***** Available records *****

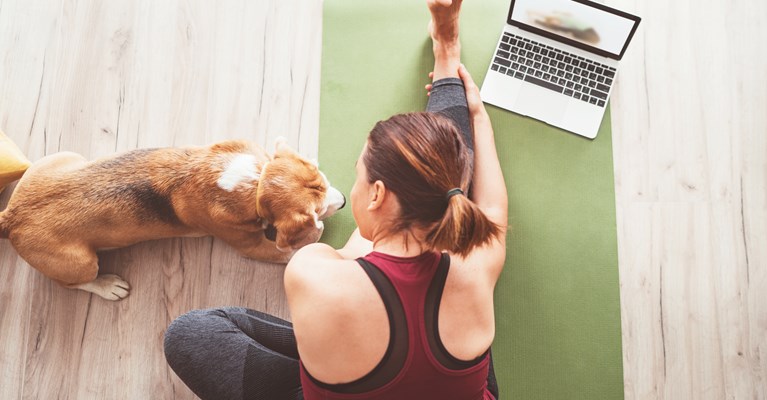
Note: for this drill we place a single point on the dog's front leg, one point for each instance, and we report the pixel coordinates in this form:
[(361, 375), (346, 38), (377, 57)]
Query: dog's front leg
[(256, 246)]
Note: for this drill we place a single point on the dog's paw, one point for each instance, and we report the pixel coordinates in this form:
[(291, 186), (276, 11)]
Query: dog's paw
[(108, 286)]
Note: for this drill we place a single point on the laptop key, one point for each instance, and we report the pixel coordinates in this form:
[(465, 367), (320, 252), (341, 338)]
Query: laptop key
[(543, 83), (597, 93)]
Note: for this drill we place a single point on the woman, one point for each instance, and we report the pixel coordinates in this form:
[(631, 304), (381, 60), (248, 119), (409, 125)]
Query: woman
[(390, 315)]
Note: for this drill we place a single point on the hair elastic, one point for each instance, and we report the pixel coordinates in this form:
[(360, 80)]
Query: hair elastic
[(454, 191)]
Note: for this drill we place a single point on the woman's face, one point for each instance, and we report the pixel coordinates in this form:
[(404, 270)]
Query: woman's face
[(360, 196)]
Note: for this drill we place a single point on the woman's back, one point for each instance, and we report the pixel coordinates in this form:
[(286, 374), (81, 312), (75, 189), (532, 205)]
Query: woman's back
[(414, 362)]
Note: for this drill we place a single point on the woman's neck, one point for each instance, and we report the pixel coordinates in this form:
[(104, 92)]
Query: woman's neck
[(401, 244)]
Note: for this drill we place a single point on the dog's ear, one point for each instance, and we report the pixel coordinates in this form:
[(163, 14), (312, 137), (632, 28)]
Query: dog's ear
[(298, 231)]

*****
***** Available records *****

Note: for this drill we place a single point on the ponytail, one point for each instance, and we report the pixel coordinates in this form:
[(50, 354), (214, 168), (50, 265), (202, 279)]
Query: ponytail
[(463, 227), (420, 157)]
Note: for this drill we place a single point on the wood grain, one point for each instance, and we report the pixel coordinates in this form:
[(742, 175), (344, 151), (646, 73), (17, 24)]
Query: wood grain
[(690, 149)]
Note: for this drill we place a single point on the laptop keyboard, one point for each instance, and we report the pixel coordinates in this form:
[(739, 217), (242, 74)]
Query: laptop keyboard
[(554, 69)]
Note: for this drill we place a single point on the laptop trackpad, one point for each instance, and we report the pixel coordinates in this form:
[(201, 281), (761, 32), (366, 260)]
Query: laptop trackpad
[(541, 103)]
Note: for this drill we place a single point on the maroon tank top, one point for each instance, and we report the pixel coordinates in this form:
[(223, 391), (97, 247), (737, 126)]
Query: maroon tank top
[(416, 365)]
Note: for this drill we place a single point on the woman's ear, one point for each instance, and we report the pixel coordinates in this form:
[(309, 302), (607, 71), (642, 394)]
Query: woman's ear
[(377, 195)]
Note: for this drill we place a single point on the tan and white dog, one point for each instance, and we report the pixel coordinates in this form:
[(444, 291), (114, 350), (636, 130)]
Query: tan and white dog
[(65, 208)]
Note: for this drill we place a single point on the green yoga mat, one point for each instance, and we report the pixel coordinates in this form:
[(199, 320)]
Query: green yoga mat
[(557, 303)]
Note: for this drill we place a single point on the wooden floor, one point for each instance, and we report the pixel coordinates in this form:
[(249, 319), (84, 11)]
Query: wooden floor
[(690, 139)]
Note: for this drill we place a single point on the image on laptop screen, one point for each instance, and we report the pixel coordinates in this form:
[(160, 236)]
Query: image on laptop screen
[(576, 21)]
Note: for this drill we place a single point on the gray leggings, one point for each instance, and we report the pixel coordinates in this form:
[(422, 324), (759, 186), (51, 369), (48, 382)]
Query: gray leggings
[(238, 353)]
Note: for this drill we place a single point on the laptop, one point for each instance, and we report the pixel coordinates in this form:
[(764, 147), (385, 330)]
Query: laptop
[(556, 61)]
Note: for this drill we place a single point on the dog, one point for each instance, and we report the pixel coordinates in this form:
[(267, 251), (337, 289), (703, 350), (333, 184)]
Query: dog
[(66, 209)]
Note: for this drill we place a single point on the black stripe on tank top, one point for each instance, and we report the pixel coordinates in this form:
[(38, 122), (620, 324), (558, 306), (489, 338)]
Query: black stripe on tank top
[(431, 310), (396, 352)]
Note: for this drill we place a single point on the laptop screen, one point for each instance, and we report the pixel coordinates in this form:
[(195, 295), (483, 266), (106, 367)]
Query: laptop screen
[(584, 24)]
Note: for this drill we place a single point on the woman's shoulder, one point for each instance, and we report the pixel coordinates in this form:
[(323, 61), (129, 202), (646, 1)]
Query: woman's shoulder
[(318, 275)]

*****
***** Available records *****

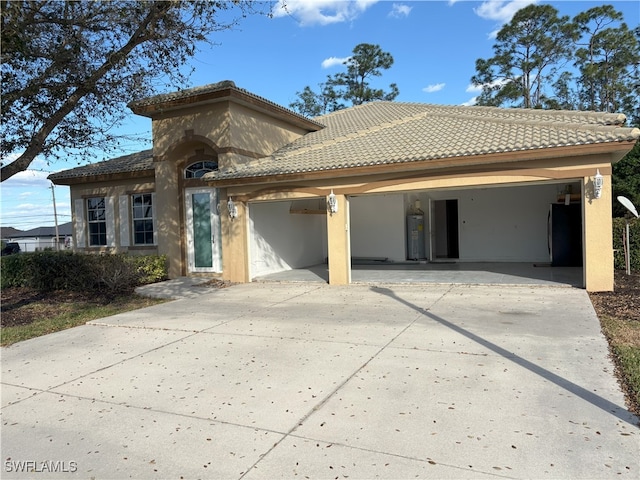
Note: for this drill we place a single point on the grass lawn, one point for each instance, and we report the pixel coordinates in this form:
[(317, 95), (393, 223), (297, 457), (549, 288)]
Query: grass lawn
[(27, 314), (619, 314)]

*****

• Aim:
Reproduce unchanged the lines between the one containing "woman's neck, one" and the one containing "[(298, 231)]", including both of those lines.

• Task solution:
Note: for this drill we place a single point on the woman's neck, one point for each instance, and we report the pixel coordinates in this form:
[(104, 92)]
Query: woman's neck
[(401, 244)]
Note: for this drill we place a single point on the dog's ear, one point for each instance, and we report the pixel coordinates in this form:
[(163, 14), (312, 137), (632, 28)]
Query: dog's ear
[(298, 231)]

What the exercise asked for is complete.